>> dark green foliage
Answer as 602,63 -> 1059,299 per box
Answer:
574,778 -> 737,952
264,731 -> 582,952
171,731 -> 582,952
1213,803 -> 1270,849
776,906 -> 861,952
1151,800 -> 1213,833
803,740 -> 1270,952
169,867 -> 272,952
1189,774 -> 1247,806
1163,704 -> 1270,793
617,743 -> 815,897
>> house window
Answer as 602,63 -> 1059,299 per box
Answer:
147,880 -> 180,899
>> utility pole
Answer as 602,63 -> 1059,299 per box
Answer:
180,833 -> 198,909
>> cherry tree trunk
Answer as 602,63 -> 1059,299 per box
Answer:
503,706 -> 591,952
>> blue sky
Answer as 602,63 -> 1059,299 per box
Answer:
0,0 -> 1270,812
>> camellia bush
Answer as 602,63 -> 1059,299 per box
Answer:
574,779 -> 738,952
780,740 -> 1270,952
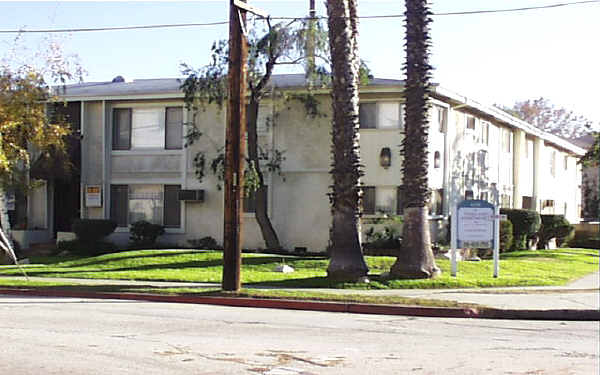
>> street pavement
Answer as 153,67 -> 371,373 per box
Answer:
0,295 -> 600,375
0,272 -> 600,320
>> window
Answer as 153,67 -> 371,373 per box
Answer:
110,185 -> 181,228
396,185 -> 404,215
434,105 -> 446,133
429,189 -> 444,215
112,107 -> 183,150
242,185 -> 269,213
375,186 -> 396,215
362,186 -> 397,215
163,185 -> 181,228
521,196 -> 533,210
359,102 -> 402,129
165,107 -> 183,150
500,194 -> 511,208
477,121 -> 490,145
501,128 -> 512,152
465,190 -> 473,200
113,108 -> 131,150
362,186 -> 375,215
467,116 -> 475,130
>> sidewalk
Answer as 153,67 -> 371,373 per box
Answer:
0,272 -> 600,320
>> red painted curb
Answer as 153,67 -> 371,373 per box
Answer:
0,288 -> 600,321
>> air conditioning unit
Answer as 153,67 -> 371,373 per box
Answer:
179,189 -> 204,202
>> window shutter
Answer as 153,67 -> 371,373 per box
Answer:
163,185 -> 181,228
165,107 -> 183,150
362,186 -> 375,215
396,185 -> 404,215
110,185 -> 129,227
112,108 -> 131,150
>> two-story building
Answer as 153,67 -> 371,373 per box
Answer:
8,75 -> 584,252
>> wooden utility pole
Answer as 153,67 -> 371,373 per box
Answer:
222,0 -> 248,291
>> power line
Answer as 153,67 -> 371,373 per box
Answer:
0,0 -> 600,34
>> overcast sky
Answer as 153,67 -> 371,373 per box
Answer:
0,0 -> 600,123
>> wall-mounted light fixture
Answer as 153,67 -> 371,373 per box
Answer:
379,147 -> 392,169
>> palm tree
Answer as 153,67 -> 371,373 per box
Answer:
327,0 -> 369,281
390,0 -> 440,279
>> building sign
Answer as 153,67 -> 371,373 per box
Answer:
457,200 -> 495,249
85,185 -> 102,207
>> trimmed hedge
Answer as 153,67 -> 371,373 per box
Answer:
71,219 -> 117,243
537,215 -> 573,250
500,208 -> 542,251
56,240 -> 118,256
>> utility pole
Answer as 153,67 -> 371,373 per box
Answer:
222,0 -> 248,291
306,0 -> 317,87
221,0 -> 268,291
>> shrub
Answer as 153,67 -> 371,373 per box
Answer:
537,215 -> 573,249
363,227 -> 402,255
129,220 -> 165,247
71,219 -> 117,243
188,236 -> 223,250
569,232 -> 600,250
56,240 -> 117,256
500,220 -> 513,253
500,208 -> 541,250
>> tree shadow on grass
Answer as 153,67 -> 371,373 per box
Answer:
31,250 -> 209,268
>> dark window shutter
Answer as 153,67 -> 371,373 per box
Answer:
163,185 -> 181,228
362,186 -> 375,215
243,185 -> 269,213
110,185 -> 129,227
358,103 -> 377,129
396,185 -> 404,215
165,107 -> 183,150
112,108 -> 131,150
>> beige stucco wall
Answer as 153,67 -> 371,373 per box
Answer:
72,89 -> 580,252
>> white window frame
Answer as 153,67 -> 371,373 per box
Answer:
107,101 -> 186,155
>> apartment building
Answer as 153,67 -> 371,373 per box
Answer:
8,75 -> 584,252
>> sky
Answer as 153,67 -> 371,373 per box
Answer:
0,0 -> 600,123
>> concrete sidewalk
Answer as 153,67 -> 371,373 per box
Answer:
0,272 -> 600,320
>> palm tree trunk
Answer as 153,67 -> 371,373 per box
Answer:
327,0 -> 369,281
246,95 -> 281,250
390,0 -> 440,279
0,187 -> 18,264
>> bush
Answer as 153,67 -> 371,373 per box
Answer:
569,232 -> 600,250
71,219 -> 117,243
188,236 -> 223,250
56,240 -> 117,256
363,227 -> 402,256
500,208 -> 542,250
537,215 -> 573,249
500,220 -> 513,253
129,220 -> 165,247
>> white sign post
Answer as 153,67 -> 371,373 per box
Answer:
450,200 -> 500,277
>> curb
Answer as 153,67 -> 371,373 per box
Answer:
0,288 -> 600,321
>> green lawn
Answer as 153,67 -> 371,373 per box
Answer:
0,249 -> 599,289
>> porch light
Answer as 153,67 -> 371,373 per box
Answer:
379,147 -> 392,169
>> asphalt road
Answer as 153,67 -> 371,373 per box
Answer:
0,296 -> 600,375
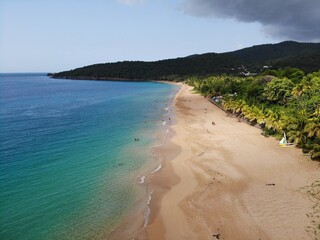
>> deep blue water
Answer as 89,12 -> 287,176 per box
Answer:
0,74 -> 176,240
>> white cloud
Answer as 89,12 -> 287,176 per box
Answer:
182,0 -> 320,41
118,0 -> 145,5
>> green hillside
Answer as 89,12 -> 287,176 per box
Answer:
52,41 -> 320,80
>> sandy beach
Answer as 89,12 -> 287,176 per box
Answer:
147,84 -> 320,240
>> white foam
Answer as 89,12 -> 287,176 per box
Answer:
139,176 -> 146,184
151,163 -> 162,174
147,191 -> 153,206
143,191 -> 153,228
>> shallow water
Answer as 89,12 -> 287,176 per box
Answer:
0,74 -> 176,239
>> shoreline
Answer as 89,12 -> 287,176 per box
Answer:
105,81 -> 181,240
147,84 -> 320,240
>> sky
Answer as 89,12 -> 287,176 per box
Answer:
0,0 -> 320,73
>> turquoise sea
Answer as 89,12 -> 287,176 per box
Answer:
0,74 -> 177,240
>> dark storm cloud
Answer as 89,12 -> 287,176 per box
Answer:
183,0 -> 320,41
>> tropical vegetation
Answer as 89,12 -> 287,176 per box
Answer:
188,68 -> 320,160
51,41 -> 320,81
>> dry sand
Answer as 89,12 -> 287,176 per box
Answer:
147,85 -> 320,240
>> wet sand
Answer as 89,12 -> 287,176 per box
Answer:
147,85 -> 320,240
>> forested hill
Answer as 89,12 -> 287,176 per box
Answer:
52,41 -> 320,80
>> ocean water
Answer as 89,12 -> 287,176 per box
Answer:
0,74 -> 177,240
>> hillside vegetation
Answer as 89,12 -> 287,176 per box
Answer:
52,41 -> 320,80
188,68 -> 320,160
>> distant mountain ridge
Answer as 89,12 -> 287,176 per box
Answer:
51,41 -> 320,80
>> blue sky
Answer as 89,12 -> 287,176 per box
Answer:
0,0 -> 320,72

========================================

Stated problem
Can you reproduce all of the data above line for line, without the pictures?

Exercise output
>> dark green foliage
Answer as 602,63 -> 1059,299 per box
Answer:
574,778 -> 737,952
264,731 -> 582,952
171,731 -> 582,952
1213,803 -> 1270,849
776,906 -> 861,952
1151,800 -> 1213,833
803,740 -> 1270,952
169,867 -> 272,952
1189,774 -> 1247,806
1163,704 -> 1270,793
617,743 -> 815,897
>> house window
Answer as 602,63 -> 1059,299 per box
Answer:
147,880 -> 180,899
>> utility pole
Answer as 602,63 -> 1059,299 per box
Answer:
180,833 -> 198,909
>> cherry tree trunk
Answer as 602,63 -> 1059,299 per box
Answer:
503,706 -> 591,952
>> blue sky
Answer as 602,63 -> 1059,299 per box
Answer:
0,0 -> 1270,812
>> camellia bush
Answer as 602,63 -> 1059,299 per box
Answer:
574,779 -> 738,952
780,740 -> 1270,952
>> street pavement
Answer as 153,67 -> 371,373 per box
Answer:
0,295 -> 600,375
0,272 -> 600,320
>> window
Answer as 153,67 -> 371,373 per box
Answer:
110,185 -> 181,228
396,185 -> 404,215
434,105 -> 446,133
429,189 -> 444,215
112,107 -> 183,150
242,185 -> 269,213
375,186 -> 396,215
362,186 -> 397,215
163,185 -> 181,228
521,196 -> 533,210
359,102 -> 402,129
165,107 -> 183,150
500,194 -> 511,208
477,121 -> 490,145
501,128 -> 512,152
465,190 -> 473,200
113,108 -> 131,150
362,186 -> 375,215
467,116 -> 475,130
>> sidewalk
Answer as 153,67 -> 371,373 per box
Answer:
0,272 -> 600,320
>> red painted curb
Answer as 153,67 -> 371,373 per box
Answer:
0,288 -> 600,321
>> air conditioning unit
Answer as 153,67 -> 371,373 per box
Answer:
179,189 -> 204,202
>> window shutter
Answer as 153,67 -> 371,373 per box
Answer:
163,185 -> 181,228
165,107 -> 183,150
362,186 -> 375,215
396,185 -> 404,215
110,185 -> 129,227
112,108 -> 131,150
>> two-story building
Answer as 153,67 -> 371,373 per box
Answer:
8,75 -> 584,252
>> wooden utility pole
Answer as 153,67 -> 371,373 per box
Answer:
222,0 -> 248,291
>> power line
Answer as 153,67 -> 371,373 per box
Answer:
0,0 -> 600,34
>> overcast sky
Answer as 153,67 -> 371,373 per box
Answer:
0,0 -> 600,123
>> wall-mounted light fixture
Answer as 153,67 -> 371,373 per box
Answer:
379,147 -> 392,169
>> palm tree
Answer as 153,67 -> 371,373 per box
Answer:
327,0 -> 369,281
390,0 -> 440,279
>> building sign
Answer as 153,67 -> 371,373 per box
Answer:
457,200 -> 495,249
85,185 -> 102,207
>> trimmed hedge
Answer as 153,67 -> 371,373 per box
Answer:
71,219 -> 117,243
537,215 -> 573,250
500,208 -> 542,251
56,240 -> 118,256
>> utility pole
Answer as 153,67 -> 371,373 per box
Answer:
222,0 -> 248,291
306,0 -> 317,87
221,0 -> 268,291
>> shrub
Answer as 153,67 -> 371,373 per box
Answer:
537,215 -> 573,249
363,227 -> 402,255
129,220 -> 165,247
71,219 -> 117,243
188,236 -> 223,250
569,232 -> 600,250
56,240 -> 117,256
500,220 -> 513,253
500,208 -> 541,250
>> tree shadow on grass
Answer as 153,67 -> 371,373 per box
Answer:
31,250 -> 209,268
>> dark window shutter
Answer as 153,67 -> 371,373 per box
Answer:
163,185 -> 181,228
362,186 -> 375,215
243,185 -> 269,213
110,185 -> 129,227
358,103 -> 377,129
396,185 -> 404,215
165,107 -> 183,150
112,108 -> 131,150
>> beige stucco wall
Answer as 153,67 -> 371,373 per box
Answer:
72,89 -> 580,252
>> white window frame
Answer as 153,67 -> 371,373 per box
Answer:
107,101 -> 186,155
>> apartment building
Answer as 153,67 -> 371,373 per box
Answer:
8,75 -> 584,252
>> sky
Answer as 153,67 -> 371,373 per box
Answer:
0,0 -> 600,123
>> concrete sidewalk
Answer as 153,67 -> 371,373 per box
Answer:
0,272 -> 600,320
>> palm tree trunk
Answer as 153,67 -> 371,373 per box
Answer:
327,0 -> 369,281
246,95 -> 281,250
390,0 -> 440,279
0,187 -> 18,264
>> bush
Answer as 153,67 -> 371,373 per box
Answer:
569,232 -> 600,250
71,219 -> 117,243
188,236 -> 223,250
56,240 -> 117,256
363,227 -> 402,256
500,208 -> 542,250
537,215 -> 573,249
500,220 -> 513,253
129,220 -> 165,247
>> white sign post
Answer as 153,67 -> 371,373 per box
Answer:
450,200 -> 500,277
>> curb
Answer as 153,67 -> 371,373 per box
Answer:
0,288 -> 600,321
>> green lawn
Answer as 153,67 -> 371,373 per box
Answer:
0,249 -> 599,289
>> porch light
Answer as 153,67 -> 371,373 per box
Answer:
379,147 -> 392,169
>> asphalt road
Answer as 153,67 -> 371,373 per box
Answer:
0,296 -> 600,375
>> deep blue water
Answer as 89,12 -> 287,176 per box
Answer:
0,74 -> 176,240
>> white cloud
Answer as 89,12 -> 287,176 per box
Answer:
182,0 -> 320,41
118,0 -> 145,5
>> green hillside
Answer as 89,12 -> 287,176 per box
Answer:
52,41 -> 320,80
>> sandy beach
Answer as 89,12 -> 287,176 per box
Answer:
147,84 -> 320,240
>> white foam
Answer as 89,12 -> 287,176 per box
Answer:
139,176 -> 146,184
151,163 -> 162,174
147,191 -> 153,206
143,191 -> 153,228
>> shallow water
Answer as 89,12 -> 287,176 per box
Answer:
0,74 -> 176,239
>> shoreline
Answer as 89,12 -> 287,176 per box
Answer:
105,81 -> 181,240
147,84 -> 320,240
>> sky
Answer as 89,12 -> 287,176 per box
Answer:
0,0 -> 320,73
>> turquoise sea
Answer as 89,12 -> 287,176 per box
Answer:
0,74 -> 177,240
>> dark storm cloud
Answer as 89,12 -> 287,176 per box
Answer:
183,0 -> 320,41
>> tropical vegetation
Answer as 89,12 -> 287,176 per box
Answer:
188,68 -> 320,160
51,41 -> 320,81
>> dry sand
Answer as 89,12 -> 287,176 per box
Answer:
147,85 -> 320,240
>> wet sand
Answer as 89,12 -> 287,176 per box
Answer:
147,85 -> 320,240
>> forested hill
Answer as 89,12 -> 287,176 per box
Answer:
52,41 -> 320,80
>> ocean water
Answer as 89,12 -> 287,176 per box
Answer:
0,74 -> 177,240
>> hillside vegetation
Answer as 89,12 -> 287,176 per box
Answer:
52,41 -> 320,80
188,68 -> 320,160
>> distant mountain ridge
Answer as 89,12 -> 287,176 per box
Answer:
51,41 -> 320,80
>> blue sky
Answer as 89,12 -> 287,176 per box
Answer:
0,0 -> 320,72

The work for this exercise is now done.